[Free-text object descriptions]

==============================

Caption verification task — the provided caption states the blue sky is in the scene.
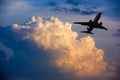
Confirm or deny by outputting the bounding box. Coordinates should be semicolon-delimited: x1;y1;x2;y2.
0;0;120;80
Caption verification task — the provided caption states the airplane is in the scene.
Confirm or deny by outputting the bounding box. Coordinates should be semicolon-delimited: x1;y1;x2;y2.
73;12;108;35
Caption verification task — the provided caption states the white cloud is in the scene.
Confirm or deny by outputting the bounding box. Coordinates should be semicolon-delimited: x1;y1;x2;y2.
26;16;43;25
12;24;31;29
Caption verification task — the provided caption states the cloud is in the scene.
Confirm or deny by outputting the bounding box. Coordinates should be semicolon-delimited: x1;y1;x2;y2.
12;24;31;30
47;0;120;20
49;0;100;15
0;0;34;14
18;16;115;77
0;42;13;60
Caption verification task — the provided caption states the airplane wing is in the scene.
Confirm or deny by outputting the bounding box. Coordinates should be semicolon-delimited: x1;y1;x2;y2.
98;25;108;30
73;22;90;26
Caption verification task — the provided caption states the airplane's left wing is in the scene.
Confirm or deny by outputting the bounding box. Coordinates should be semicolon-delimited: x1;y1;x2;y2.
73;22;90;26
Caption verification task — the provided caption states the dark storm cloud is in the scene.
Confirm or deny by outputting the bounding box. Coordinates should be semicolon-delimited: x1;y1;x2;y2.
53;7;97;15
47;0;120;20
47;0;99;15
25;0;61;8
65;0;102;15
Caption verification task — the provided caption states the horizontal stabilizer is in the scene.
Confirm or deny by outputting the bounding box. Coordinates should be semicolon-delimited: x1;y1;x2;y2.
81;31;94;35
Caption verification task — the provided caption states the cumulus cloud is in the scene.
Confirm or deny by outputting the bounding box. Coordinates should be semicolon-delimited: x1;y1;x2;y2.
12;24;30;30
0;42;13;60
21;16;115;77
12;16;116;77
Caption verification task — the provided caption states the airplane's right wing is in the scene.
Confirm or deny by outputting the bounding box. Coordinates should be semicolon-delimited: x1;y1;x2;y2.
73;22;90;26
98;25;108;30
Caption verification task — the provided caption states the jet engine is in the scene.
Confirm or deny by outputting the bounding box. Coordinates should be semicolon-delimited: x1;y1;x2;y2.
99;22;102;25
89;20;92;23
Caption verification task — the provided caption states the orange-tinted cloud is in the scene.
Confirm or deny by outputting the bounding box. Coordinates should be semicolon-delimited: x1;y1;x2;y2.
13;16;116;77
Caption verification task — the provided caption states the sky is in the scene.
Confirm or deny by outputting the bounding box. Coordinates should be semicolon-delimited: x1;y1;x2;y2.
0;0;120;80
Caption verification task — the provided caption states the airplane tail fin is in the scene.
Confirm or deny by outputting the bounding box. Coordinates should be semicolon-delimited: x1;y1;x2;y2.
81;31;94;35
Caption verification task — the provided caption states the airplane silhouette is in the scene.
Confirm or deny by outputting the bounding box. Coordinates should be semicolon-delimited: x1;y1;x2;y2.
73;12;108;35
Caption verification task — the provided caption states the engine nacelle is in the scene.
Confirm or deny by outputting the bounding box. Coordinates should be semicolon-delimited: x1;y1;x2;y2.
89;20;92;23
99;22;102;25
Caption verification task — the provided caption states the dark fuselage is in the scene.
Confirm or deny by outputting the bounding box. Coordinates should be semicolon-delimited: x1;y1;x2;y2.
87;22;101;28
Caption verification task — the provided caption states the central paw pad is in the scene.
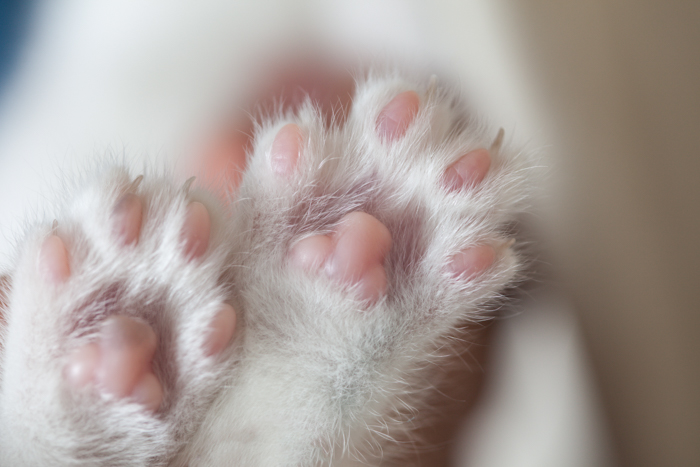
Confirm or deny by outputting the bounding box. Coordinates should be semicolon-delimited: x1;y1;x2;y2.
290;211;392;303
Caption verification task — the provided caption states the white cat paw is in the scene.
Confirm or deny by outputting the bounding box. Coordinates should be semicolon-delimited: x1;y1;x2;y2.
0;171;236;466
180;75;530;465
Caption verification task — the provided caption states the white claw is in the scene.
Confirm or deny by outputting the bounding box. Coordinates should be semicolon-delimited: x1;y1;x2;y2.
51;219;58;234
427;75;438;99
129;175;144;192
491;128;505;154
183;176;196;193
495;237;516;255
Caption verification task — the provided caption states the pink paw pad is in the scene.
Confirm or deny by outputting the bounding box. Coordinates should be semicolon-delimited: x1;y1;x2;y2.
447;245;496;280
63;305;236;413
203;304;237;357
443;149;492;192
270;123;303;177
111;193;143;246
290;211;392;304
39;234;71;284
181;202;211;260
376;90;420;141
64;315;163;412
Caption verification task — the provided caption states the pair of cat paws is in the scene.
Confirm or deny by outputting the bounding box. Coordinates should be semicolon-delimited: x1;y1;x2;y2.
0;75;528;465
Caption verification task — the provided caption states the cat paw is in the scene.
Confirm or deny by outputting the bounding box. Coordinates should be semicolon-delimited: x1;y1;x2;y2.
180;74;530;465
283;92;498;304
0;172;236;466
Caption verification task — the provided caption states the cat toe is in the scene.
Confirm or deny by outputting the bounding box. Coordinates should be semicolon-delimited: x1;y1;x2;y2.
270;123;303;178
111;193;143;246
181;201;211;260
38;234;71;284
376;90;420;141
202;303;237;357
447;245;496;280
443;148;492;192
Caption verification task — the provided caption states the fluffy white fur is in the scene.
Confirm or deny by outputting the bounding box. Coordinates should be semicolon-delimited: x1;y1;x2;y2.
0;74;531;466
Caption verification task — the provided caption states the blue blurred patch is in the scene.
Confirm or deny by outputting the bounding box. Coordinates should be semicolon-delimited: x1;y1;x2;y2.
0;0;34;92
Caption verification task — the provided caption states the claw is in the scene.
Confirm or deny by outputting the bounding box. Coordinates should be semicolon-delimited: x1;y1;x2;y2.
427;75;438;99
129;175;144;192
182;176;196;193
51;219;58;234
494;237;516;255
490;128;504;154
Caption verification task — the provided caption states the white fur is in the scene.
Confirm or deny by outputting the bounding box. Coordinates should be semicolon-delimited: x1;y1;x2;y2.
0;74;531;465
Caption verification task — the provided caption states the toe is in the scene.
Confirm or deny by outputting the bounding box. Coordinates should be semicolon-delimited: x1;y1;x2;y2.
96;316;157;399
443;149;491;192
181;202;211;260
112;193;143;246
270;123;303;177
203;304;237;357
39;234;71;284
376;91;420;141
325;212;392;302
447;245;496;280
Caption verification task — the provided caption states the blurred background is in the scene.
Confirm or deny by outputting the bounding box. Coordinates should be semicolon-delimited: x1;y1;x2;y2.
0;1;698;466
512;2;700;466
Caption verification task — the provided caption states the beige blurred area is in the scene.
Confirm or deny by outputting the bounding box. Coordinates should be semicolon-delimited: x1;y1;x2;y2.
507;1;700;466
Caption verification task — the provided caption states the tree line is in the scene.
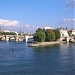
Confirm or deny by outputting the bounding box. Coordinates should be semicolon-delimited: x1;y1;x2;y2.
33;28;60;42
0;32;16;35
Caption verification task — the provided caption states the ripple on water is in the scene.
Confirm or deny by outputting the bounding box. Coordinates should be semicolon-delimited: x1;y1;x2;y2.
0;42;75;75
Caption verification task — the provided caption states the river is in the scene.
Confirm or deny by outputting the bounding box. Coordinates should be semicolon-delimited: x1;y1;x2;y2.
0;41;75;75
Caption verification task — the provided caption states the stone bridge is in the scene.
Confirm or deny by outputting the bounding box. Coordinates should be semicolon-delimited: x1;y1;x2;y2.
0;35;25;41
0;35;33;42
60;36;75;43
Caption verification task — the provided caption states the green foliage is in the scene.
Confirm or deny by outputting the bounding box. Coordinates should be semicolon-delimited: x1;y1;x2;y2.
0;32;16;35
45;29;55;41
53;29;60;40
33;28;61;42
36;28;44;32
33;28;46;42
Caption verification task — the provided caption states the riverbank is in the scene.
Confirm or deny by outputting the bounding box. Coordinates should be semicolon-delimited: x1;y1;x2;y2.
28;41;61;47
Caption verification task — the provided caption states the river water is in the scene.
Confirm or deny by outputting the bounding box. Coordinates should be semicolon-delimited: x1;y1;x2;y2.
0;41;75;75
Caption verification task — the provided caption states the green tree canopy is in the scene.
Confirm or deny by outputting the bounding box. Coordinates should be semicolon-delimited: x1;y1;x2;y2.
0;32;16;35
33;28;46;42
53;29;60;40
45;29;55;41
36;28;44;32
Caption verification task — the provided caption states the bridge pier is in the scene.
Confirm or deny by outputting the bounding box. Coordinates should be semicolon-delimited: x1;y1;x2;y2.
25;35;33;42
15;32;19;42
66;37;69;43
0;38;2;41
60;37;70;43
5;35;10;41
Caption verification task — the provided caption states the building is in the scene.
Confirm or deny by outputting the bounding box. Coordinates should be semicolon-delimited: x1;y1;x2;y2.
60;29;69;38
59;28;69;42
43;26;52;30
71;29;75;35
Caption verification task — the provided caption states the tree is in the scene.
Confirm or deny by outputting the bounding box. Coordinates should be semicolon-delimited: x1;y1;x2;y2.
45;29;55;41
53;29;60;40
36;28;44;32
33;29;46;42
0;31;16;35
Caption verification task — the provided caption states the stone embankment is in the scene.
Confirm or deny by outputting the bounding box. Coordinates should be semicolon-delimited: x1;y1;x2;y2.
29;41;60;47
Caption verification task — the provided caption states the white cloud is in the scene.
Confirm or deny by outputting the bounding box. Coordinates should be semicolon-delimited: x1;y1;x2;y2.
0;19;19;26
24;24;38;29
25;24;30;27
64;18;75;22
32;25;35;28
66;0;75;8
63;18;75;26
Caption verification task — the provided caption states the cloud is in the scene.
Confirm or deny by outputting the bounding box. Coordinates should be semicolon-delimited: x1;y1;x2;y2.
24;24;38;29
64;18;75;22
25;24;30;27
66;0;75;8
0;19;19;26
63;18;75;26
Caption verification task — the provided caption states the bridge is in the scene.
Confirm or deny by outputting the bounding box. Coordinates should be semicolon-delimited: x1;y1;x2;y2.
60;36;75;43
0;35;24;41
0;34;33;42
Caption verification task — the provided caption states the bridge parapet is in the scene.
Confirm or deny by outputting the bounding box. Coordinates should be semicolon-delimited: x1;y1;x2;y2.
0;35;33;42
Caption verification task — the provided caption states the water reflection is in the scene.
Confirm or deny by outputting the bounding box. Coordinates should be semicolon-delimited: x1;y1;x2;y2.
0;42;75;75
59;43;75;75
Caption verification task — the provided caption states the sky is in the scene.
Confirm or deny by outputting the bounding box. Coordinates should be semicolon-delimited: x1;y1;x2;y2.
0;0;74;33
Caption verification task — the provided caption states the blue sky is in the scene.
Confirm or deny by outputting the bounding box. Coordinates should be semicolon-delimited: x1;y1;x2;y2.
0;0;74;33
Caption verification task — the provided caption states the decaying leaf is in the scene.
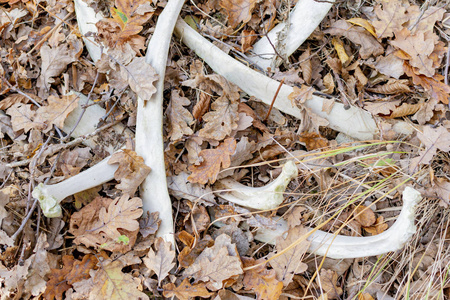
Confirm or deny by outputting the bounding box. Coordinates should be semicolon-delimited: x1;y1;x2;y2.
139;211;161;238
90;259;149;299
298;131;328;151
316;269;343;299
120;57;159;101
188;138;237;184
219;0;257;27
143;237;175;286
183;234;243;291
353;205;376;227
242;257;283;300
371;0;409;39
35;94;79;129
167;90;194;141
108;149;151;196
269;226;309;286
364;216;389;235
199;94;239;140
163;278;212;300
410;126;450;172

==============================

WORK ITEM:
Print exactly the lines above that run from the one with "cumulus cloud is in the scene." down to the one with "white cat paw is in the scene.", and omit the pictures.

ANSWER TO THIS PROBLEM:
Caption verification task — the provided caption states the cumulus cloud is in the scene.
Confirm or deny by outputting the bounding box. Coordinates should be semicolon-delimited: x1;y1;x2;y2.
12;24;30;30
0;42;13;60
21;16;115;77
12;16;116;77
Caption verification task — the provided caption states the airplane's right wing is in the scene.
Confirm or deny by outputting the bounding box. Coordinates should be semicolon-delimited: x1;y1;x2;y2.
73;22;90;26
98;25;108;30
Caption verification task — the provided caption states the jet engine is in the scene.
Confirm or deny by outputting the bounding box. Coordinates should be semicolon-delimited: x1;y1;x2;y2.
99;22;102;25
89;20;92;23
Caption verification task — the provided caption states the orange-tinted cloud is in the scene.
Confirm or deny by outputting the bounding box. Coordinates should be semicolon-delimited: x1;y1;x2;y2.
13;16;116;77
Caption verification task — the provided caption states the sky is in the scene.
Confirm or deny by outputting the bounding box. Coordinates should be semicolon-delimited: x1;y1;x2;y2.
0;0;120;80
Caption verification task — the provided caption states the airplane tail fin is in the scene.
Confirm or deny by outputting the bounding box. Coordinates should be semicolon-delimited: x1;y1;x2;y2.
81;31;94;35
Caption verification task — the provided caption states the airplane silhouette is in the scene.
Confirm or deny by outputting the bounding box. Coordinates should be semicolon-delimited: x1;y1;x2;y2.
73;12;108;35
Caption verification task — the provided caption states the engine nacelle is in the scene.
Confirm or deny by outputting the bounding box. Coordinates should be semicolon-delimited: x1;y1;x2;y2.
89;20;92;23
99;22;102;25
Caption verification task — the provided caption states the dark fuselage is in the scene.
Confirm or deny by outputting the bounding box. Coordinates should be semicolon-delimited: x1;y1;x2;y2.
87;22;101;28
Caption verification task — the provided caption states the central paw pad is in the scene.
Confirm or deny by outputting the bounding box. Coordinates should be semicolon-delimited: x1;y1;x2;y2.
290;211;392;303
Caption verification task — the provided caption states the white cat paw is in the scene.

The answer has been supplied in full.